* Document *
Deliberations on climate change issues are heady and more than often goes beyond the realm of environment, transgressing to social, economic, politics and geopolitics discussions – all rolled into one on this complex topic.

There have been several forums globally on the subject matter in these past many years – Kyoto, Aichi, Copenhagen, Berlin, New Delhi, Paris, Glasgow, Kunming, and recently Montreal. Some meets were labeled as ‘failures’ while others are said to have achieved some agreement to a certain pace. The global climate summit at Paris in 2015 was viewed with mixed reactions, some criticizing it did not meet its set objectives, which negotiators have tried to rectify at the recent Kunming-Montreal biodiversity conference.

It is in this context that Azam Amini (Ferdowsi University of Mashhad, Iran) and co-authors looks more closely at the agreements reached at the Paris Climate Summit in a recent study, “The Paris Agreement’s Approach Toward Climate Change Loss and Damage” (World Affairs, 2023), which is focused on the critical discussion on ‘Loss & Damage’ as affected by climate change processes globally.

It is generally accepted that due to the processes of both nature-based climate change and human-based climate change over periods of time, the natural and human environments have suffered extensive damages in terms of unprecedented changes in climate and weather conditions locally and regionally that affects the biodiversity – plants, animal lives – and wreaks havoc by inflicting wildfires, droughts, floods, land subsidence, ocean warming, glacial melts, and many more phenomena. This basically defines the term ‘Loss and Damage’ suffered as impacted by climate change processes.

* Data rows *
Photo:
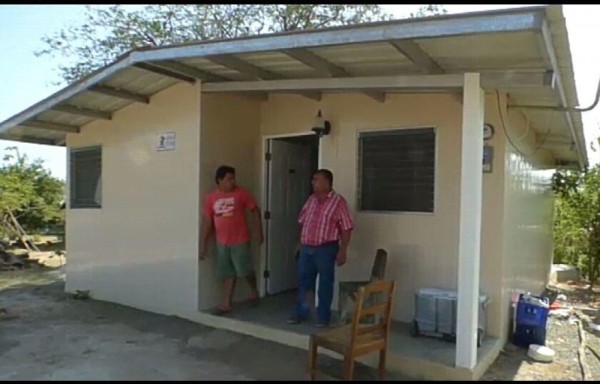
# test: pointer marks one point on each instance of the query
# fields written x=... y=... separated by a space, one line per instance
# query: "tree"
==
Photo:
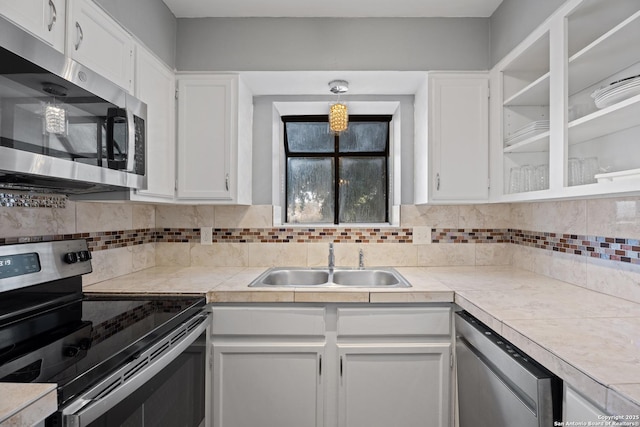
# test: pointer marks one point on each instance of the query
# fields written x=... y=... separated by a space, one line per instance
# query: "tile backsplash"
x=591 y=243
...
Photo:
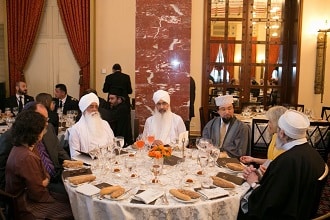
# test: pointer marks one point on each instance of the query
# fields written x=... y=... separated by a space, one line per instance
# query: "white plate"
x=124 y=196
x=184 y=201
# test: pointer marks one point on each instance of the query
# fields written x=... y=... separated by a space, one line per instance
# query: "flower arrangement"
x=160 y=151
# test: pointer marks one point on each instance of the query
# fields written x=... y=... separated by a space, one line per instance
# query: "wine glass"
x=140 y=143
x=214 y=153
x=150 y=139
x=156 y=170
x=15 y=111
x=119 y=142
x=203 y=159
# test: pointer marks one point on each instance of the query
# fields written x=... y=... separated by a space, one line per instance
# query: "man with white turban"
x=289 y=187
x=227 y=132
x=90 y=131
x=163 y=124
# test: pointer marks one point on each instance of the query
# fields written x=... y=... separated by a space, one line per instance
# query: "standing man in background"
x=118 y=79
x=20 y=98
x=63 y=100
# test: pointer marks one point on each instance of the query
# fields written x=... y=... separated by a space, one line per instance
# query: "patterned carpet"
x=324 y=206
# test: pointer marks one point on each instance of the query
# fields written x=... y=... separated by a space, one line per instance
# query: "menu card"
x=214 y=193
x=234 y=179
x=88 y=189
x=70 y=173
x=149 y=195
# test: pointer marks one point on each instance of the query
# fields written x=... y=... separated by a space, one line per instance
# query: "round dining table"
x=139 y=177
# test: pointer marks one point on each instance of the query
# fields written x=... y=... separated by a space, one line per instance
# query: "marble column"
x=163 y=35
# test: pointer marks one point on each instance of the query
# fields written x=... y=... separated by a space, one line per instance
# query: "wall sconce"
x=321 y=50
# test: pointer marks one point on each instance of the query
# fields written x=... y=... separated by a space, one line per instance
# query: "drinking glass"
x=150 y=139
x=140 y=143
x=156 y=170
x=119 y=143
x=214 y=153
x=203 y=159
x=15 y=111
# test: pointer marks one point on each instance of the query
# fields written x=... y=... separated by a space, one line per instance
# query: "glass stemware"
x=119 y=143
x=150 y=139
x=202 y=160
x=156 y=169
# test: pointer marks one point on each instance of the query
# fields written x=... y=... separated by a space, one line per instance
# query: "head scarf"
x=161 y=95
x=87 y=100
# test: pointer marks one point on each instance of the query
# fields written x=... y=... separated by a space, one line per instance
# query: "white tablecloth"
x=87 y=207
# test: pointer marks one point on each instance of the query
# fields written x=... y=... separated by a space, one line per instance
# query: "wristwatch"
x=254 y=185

* Exercise set *
A. In the climate change article, substitute "melting glaciers" for "glacial melts" in the passage starting at "It is generally" and ending at "climate change processes.".
B. Continue the climate change article from the point at which it stops.
The listing plays no part in this work.

* Replies *
A.
It is generally accepted that due to the processes of both nature-based climate change and human-based climate change over periods of time, the natural and human environments have suffered extensive damages in terms of unprecedented changes in climate and weather conditions locally and regionally that affects the biodiversity – plants, animal lives – and wreaks havoc by inflicting wildfires, droughts, floods, land subsidence, ocean warming, melting glaciers, and many more phenomena. This basically defines the term ‘Loss and Damage’ suffered as impacted by climate change processes.

B.
The approach within the Paris Agreement for reaching an agreement on responsibility for climate change ‘Loss and Damage’ indicates the formation of an ‘unusual legal structure for responsibility’, writes the authors.

The Paris Agreement was adopted in 2015 by 196 States at the 21st meeting of the United Nations Framework Convention on Climate Change (UNFCCC). The central goal of the Paris Agreement is “to strengthen the global response to the threat of climate change by keeping a global temperature rise this century well below 2 degrees Celsius above pre-industrial levels and to pursue efforts to limit the temperature increase even further to 1.5 degrees Celsius”.

The Intergovernmental Panel on Climate Change (IPCC) defines (climate change) adaptation as “the process of adjustment to actual or the expected climate and its effects. In human systems, adaptation seeks to moderate or avoid harm or exploit beneficial opportunities. In some natural systems, human intervention may facilitate adjustment to expected climate and its effects”.

Azam Amini et al reflecting on this aspect says that, “It is expressed that adaptation to climate change is an activity that should be locally beneficial and, as a result, the obligation is upon the local authority that looks after adaptation measures, including the necessary financial resources”.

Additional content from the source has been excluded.